Croissance : les illusions perdues de la zone euro

Par Romaric Godin  |   |  1991  mots
La croissance dans la zone euro ne gagne guère en dynamisme
La croissance de 0,2 % de la zone euro au premier trimestre 2014 est un mauvais chiffre. Un chiffre qui révèle quelques illusions de la politique menée jusqu'ici.

Les chiffres de croissance du premier trimestre publiés ce 15 mai dans la zone euro ont apporté un certain nombre d'enseignements qui, encore une fois, mettent à mal le « scénario central » des économistes et des dirigeants européens. Rappelons les grandes lignes de ce scénario : une accélération progressive et continue de la croissance de la zone euro pour revenir progressivement à une croissance de 2 % qui semble la norme acceptée par tous. Mais un esprit curieux ne manquera pas de remarquer que ce « scénario central » est quasiment toujours le même depuis le début de la crise financière en 2007. Et qu'il s'est rarement réalisé. Aussi pourrait-il bien en être de même cette fois-ci. Reste qu'il ne faudra pas se laisser prendre à certaines illusions.

Première illusion : la stratégie de croissance européenne fonctionne

La hausse du PIB de la zone euro de 0,2 % au premier trimestre est la même qu'au trimestre précédent. Mais l'Allemagne fait illusion et un quart de la zone euro est en contraction, si on ajoute la France, on constate que près de la moitié du PIB de la zone euro n'a pas augmenté.

Toutes les politiques européennes mises en place depuis 2010 dans la zone euro et gravées dans le marbre institutionnel des Six-Pack, Two-Pack et semestre européen reposent sur une illusion : l'amélioration des comptes publics favorise la croissance. En réalité, cette politique a détruit les modèles économiques existants, a comprimé fortement la demande intérieure et a laissé les économies à la merci d'une demande mondiale au moment même où celle-ci, notamment celle des pays émergents, ralentissait. Elle a été incapable de créer une dynamique.

Certes, dans les pays sous programme, qui ont connu le plus fort de la récession en 2012 et 2013, on a assisté fin 2013 à une lente stabilisation de la situation. Certaines dépenses ne peuvent être remises à plus tard éternellement et les gains de compétitivité coût ont fini par faire gagner des parts de marché à l'export aux entreprises de ce pays. Mais tout ceci est très fragile. L'effondrement au premier trimestre du PIB portugais (-0,7 % contre +0,1 % attendu par le consensus) prouve à la fois les illusions des économistes et la mauvaise route prise aussi par ces pays.

Pour gagner en dynamisme, il faudrait investir massivement dans ces pays pour augmenter  les capacités de production, diversifier l'économie et progressivement monter en gamme. Il faudrait aussi stabiliser la demande intérieure en lui redonnant du dynamisme. Mais la faiblesse de la demande externe, le manque de crédit, les marges sous pression depuis des années, l'incapacité des entreprises à fixer leurs prix et la poursuite des politiques d'austérité rendent ce processus impossible. Sans compter que l'Italie et la France vont entrer dans cette guerre des coûts et qu'il va falloir réagir pour ne pas perdre son avance. Il va donc falloir encore comprimer la consommation.
------------------------------
▸ Exercice court 1: Renvoyez à l'identique le passage de l'article sur la croissance de la zone euro, en commençant à "Croissance : les illusions" et en terminant à "politique menée jusqu'ici.".

▸ Données fournies:
------------------------------
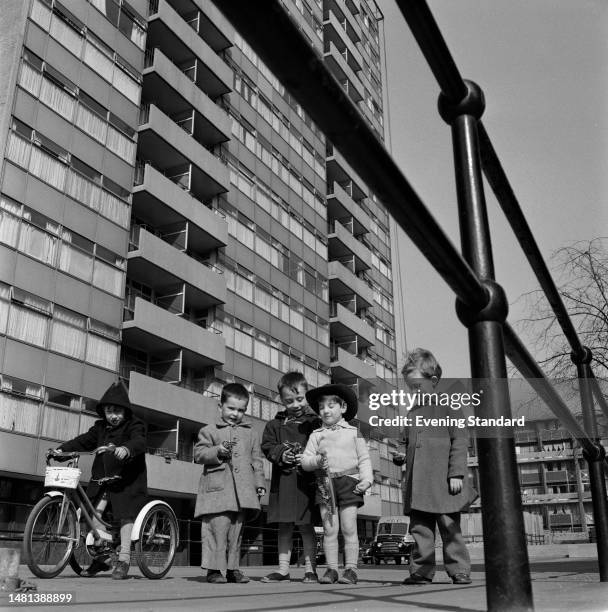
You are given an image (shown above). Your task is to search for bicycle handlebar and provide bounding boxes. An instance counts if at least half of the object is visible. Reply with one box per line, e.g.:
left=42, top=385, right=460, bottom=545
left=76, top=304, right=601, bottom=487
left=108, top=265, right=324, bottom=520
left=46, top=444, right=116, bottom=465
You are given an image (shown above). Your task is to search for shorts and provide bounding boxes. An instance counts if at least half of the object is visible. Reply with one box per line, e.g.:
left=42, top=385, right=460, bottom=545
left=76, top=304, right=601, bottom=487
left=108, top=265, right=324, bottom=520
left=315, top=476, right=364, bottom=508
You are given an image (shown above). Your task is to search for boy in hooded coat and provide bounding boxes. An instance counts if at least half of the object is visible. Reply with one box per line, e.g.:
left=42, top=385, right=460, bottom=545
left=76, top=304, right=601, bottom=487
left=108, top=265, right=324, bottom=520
------------------------------
▸ Exercice court 2: Recopiez à l'identique les lignes qui suivent l'article, en commençant par la première d'entre elles et en terminant par celle qui contient "left=315, top=476, right=364, bottom=508", celle-ci comprise. Omettez les images dans votre réponse.

▸ Corrigé de l'exercice 1:
Croissance : les illusions perdues de la zone euro

Par Romaric Godin  |   |  1991  mots
La croissance dans la zone euro ne gagne guère en dynamisme
La croissance de 0,2 % de la zone euro au premier trimestre 2014 est un mauvais chiffre. Un chiffre qui révèle quelques illusions de la politique menée jusqu'ici.

▸ Corrigé de l'exercice 2:
You are given an image (shown above). Your task is to search for bicycle handlebar and provide bounding boxes. An instance counts if at least half of the object is visible. Reply with one box per line, e.g.:
left=42, top=385, right=460, bottom=545
left=76, top=304, right=601, bottom=487
left=108, top=265, right=324, bottom=520
left=46, top=444, right=116, bottom=465
You are given an image (shown above). Your task is to search for shorts and provide bounding boxes. An instance counts if at least half of the object is visible. Reply with one box per line, e.g.:
left=42, top=385, right=460, bottom=545
left=76, top=304, right=601, bottom=487
left=108, top=265, right=324, bottom=520
left=315, top=476, right=364, bottom=508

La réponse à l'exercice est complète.